*Your objective*:
When the line containing "range in the provided photograph." appears in the data below, begin copying there and stop only after the line containing "skyline in the provided photograph.".

*Data*:
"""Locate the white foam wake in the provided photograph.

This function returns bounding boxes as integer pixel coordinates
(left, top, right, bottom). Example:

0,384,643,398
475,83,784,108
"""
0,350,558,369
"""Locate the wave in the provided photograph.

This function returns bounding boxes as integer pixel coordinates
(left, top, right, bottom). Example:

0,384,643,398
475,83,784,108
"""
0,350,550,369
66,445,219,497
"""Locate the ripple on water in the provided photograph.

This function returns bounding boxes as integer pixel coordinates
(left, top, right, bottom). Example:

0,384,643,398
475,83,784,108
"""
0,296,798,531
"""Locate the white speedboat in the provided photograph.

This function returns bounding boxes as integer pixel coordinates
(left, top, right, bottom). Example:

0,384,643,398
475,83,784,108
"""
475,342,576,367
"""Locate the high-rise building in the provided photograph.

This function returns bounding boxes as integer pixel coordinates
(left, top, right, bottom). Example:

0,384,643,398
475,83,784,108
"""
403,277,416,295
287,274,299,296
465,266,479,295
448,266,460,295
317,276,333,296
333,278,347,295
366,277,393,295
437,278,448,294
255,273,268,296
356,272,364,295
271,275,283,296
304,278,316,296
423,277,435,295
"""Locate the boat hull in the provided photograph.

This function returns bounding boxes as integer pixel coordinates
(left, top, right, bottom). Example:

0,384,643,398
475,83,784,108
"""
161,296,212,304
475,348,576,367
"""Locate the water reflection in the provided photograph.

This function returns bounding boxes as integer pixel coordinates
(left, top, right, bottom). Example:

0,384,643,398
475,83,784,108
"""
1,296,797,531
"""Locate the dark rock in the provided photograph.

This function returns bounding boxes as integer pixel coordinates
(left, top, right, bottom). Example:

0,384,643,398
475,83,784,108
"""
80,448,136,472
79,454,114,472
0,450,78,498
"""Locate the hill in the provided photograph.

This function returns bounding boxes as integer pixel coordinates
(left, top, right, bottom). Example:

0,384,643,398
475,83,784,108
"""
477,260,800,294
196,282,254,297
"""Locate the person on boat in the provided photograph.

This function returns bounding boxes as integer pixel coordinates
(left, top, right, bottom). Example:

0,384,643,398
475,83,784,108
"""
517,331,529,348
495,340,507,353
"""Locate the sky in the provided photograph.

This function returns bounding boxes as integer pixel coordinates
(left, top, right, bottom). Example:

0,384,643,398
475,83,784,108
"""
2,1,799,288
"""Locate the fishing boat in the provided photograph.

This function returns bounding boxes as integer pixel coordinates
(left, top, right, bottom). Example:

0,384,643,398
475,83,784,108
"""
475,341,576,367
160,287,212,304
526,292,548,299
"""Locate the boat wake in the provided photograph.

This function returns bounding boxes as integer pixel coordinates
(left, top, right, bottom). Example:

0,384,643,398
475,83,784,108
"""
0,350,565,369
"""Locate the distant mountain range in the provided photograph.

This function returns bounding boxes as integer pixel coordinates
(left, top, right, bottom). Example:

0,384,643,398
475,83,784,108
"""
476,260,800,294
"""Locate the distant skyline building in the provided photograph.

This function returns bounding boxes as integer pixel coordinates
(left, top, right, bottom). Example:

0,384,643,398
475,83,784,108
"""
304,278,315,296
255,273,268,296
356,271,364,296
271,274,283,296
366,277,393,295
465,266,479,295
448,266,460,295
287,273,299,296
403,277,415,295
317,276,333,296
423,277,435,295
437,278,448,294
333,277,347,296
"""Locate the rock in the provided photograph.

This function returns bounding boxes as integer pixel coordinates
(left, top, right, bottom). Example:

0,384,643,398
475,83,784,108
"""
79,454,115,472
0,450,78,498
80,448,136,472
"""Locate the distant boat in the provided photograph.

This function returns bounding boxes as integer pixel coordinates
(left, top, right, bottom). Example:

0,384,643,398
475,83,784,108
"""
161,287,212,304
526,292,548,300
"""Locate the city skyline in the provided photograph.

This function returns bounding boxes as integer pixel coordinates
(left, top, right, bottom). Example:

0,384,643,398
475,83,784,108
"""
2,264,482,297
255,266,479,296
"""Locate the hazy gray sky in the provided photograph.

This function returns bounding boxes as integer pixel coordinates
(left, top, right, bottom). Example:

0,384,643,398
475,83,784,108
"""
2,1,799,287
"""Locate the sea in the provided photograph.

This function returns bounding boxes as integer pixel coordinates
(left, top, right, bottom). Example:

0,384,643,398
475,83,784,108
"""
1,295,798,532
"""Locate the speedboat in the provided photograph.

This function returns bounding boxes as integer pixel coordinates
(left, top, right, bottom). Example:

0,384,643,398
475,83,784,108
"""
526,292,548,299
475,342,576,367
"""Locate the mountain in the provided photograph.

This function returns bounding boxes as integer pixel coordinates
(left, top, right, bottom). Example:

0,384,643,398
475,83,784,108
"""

*Exercise solution*:
"""Locate the distant mountain range in the provided photograph.

This function returns bounding boxes as integer pixel coordinates
(left, top, right, bottom). Example:

0,384,643,398
475,83,784,108
"""
476,260,800,294
"""Locate the distant skyline building in the provided photograph.

This function returns bounding boxes as integer pixel coordinates
(left, top, right, bottom). Example:

0,384,643,398
475,83,784,108
"""
304,278,315,296
255,273,268,296
356,271,364,296
271,274,283,296
366,277,393,295
465,266,479,295
448,266,460,295
287,273,299,296
403,277,415,295
317,276,333,296
423,277,435,295
437,278,448,294
333,277,347,296
"""Locate the rock in the provided photograph.

This function returns bounding boxes as integer pixel coordinates
(left, top, right, bottom). Example:

0,384,643,398
475,83,784,108
"""
79,454,115,472
0,450,78,498
80,448,136,472
"""Locate the distant boat in the provided photograph.

This function returns bounding boxes as integer pixel coordinates
(left, top, right, bottom). Example:

0,384,643,398
475,83,784,108
"""
161,287,212,304
526,292,548,300
"""Locate the city skyline in the provided photograph.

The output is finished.